EXERCISE INSTRUCTIONS — Find every line in the rows below that contains the word "mask", and copy each of those lines in full.

-- start of EXERCISE INPUT --

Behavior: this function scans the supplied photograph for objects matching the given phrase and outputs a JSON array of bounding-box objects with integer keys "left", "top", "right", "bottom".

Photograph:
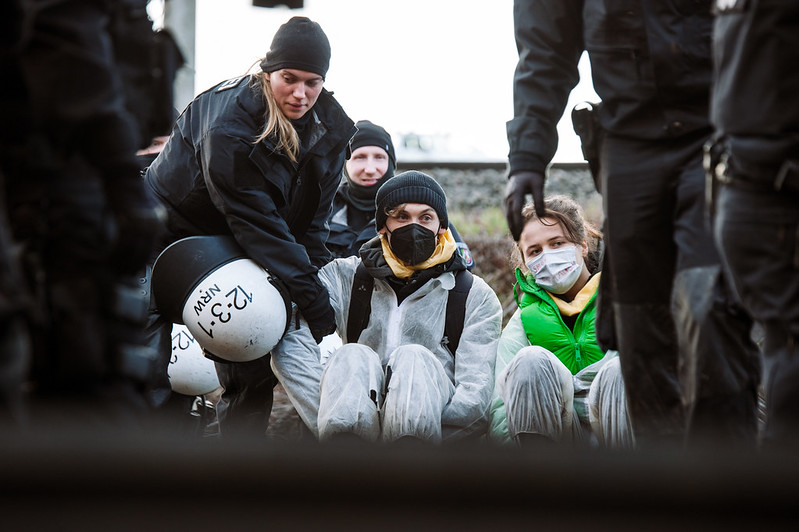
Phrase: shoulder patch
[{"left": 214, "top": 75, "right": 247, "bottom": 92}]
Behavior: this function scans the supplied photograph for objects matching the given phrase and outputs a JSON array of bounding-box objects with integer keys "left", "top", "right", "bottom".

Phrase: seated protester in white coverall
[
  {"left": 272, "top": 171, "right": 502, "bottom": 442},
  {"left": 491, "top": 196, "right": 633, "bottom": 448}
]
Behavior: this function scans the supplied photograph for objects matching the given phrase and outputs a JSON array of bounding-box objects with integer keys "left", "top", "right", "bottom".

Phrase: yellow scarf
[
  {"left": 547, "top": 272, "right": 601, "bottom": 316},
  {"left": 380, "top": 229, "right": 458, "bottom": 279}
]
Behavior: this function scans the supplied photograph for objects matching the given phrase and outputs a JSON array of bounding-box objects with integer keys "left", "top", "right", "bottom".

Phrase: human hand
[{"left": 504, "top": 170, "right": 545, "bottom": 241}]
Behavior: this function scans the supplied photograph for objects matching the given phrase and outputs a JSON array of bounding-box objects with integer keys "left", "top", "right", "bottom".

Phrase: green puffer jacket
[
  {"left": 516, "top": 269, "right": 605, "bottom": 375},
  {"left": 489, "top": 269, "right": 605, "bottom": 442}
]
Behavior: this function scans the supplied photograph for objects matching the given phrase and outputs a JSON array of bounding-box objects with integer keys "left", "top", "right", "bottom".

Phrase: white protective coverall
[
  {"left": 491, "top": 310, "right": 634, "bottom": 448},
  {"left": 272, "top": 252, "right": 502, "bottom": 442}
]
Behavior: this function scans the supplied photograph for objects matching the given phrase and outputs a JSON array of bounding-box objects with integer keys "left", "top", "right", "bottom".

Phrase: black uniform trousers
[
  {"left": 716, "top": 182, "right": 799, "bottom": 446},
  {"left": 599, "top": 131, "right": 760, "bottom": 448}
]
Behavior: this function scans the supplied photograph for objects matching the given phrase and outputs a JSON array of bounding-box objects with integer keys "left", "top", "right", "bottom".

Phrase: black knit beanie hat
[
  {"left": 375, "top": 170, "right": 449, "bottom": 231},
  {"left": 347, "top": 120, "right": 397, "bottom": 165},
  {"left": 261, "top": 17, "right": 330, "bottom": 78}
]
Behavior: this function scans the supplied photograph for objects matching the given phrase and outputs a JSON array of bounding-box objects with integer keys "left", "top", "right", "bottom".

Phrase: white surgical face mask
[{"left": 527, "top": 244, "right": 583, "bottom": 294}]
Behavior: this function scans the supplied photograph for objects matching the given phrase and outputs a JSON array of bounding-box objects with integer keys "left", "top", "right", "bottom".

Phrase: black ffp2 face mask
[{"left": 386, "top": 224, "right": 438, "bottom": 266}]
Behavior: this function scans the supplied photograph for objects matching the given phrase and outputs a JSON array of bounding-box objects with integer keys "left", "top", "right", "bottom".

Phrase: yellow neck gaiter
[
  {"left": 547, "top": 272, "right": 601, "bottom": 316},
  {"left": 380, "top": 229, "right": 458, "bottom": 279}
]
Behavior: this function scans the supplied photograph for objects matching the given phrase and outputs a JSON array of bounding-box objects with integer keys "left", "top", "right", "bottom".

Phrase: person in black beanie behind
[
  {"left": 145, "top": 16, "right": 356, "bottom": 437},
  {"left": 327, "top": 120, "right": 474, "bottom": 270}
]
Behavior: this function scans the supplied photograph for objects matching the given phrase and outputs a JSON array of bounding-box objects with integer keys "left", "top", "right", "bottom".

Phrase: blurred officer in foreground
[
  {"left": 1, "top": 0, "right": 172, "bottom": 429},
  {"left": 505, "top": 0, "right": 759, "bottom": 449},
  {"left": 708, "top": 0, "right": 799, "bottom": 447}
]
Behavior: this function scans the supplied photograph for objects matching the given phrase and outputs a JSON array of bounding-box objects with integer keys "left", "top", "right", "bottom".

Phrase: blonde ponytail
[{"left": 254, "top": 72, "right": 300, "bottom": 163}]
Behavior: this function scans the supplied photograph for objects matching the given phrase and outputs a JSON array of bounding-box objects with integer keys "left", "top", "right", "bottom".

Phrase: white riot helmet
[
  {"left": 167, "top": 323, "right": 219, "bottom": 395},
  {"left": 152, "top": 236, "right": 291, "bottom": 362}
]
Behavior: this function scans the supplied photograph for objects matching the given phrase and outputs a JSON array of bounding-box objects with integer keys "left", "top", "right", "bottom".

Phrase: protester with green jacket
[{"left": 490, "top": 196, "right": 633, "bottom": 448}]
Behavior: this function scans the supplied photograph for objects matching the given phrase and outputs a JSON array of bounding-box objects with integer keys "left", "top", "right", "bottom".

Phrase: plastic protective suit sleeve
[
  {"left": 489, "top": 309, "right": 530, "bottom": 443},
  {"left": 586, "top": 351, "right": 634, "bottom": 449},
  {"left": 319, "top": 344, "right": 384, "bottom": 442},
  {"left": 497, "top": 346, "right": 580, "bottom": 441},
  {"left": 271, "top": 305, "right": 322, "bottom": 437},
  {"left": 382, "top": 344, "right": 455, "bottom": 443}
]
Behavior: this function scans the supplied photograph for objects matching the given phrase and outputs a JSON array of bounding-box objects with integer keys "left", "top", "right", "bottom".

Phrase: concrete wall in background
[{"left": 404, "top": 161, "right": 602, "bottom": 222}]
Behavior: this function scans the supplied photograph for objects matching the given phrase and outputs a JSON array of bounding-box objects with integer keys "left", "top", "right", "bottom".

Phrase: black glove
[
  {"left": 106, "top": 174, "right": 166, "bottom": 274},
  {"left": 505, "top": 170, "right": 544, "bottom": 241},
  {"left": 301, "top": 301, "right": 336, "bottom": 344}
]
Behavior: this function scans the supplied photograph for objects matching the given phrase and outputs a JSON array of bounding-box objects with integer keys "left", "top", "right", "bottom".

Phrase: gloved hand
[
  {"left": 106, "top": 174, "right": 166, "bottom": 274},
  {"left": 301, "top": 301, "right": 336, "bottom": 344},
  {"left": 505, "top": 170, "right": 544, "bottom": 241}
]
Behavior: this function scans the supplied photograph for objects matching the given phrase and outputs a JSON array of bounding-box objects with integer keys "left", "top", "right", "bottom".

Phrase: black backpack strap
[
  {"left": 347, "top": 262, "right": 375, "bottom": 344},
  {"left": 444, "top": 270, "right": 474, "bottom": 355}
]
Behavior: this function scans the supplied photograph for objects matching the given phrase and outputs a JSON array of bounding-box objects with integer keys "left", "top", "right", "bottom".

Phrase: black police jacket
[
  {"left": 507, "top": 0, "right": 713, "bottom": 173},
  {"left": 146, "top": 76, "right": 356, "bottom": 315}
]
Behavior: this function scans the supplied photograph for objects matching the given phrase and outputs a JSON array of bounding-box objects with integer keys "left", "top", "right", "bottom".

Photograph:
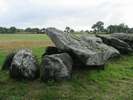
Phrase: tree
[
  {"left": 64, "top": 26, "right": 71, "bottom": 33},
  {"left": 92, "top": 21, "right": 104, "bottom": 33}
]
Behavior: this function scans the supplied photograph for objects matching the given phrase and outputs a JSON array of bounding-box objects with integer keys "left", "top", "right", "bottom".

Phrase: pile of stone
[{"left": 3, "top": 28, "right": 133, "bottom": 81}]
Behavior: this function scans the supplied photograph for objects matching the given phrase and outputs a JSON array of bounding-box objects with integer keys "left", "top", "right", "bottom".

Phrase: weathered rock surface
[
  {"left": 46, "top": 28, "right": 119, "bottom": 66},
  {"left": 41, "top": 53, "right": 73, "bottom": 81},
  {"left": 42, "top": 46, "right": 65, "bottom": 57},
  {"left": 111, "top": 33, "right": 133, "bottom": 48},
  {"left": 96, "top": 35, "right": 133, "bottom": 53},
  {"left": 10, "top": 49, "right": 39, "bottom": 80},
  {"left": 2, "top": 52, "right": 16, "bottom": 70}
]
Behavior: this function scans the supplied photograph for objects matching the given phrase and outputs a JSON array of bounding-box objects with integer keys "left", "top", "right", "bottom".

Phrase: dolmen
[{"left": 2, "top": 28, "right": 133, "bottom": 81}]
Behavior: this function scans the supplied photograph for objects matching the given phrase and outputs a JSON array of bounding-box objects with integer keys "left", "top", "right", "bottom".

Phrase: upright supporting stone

-- end of EXERCISE INPUT --

SOLUTION BELOW —
Phrase: white surgical face mask
Phrase: black ffp2 face mask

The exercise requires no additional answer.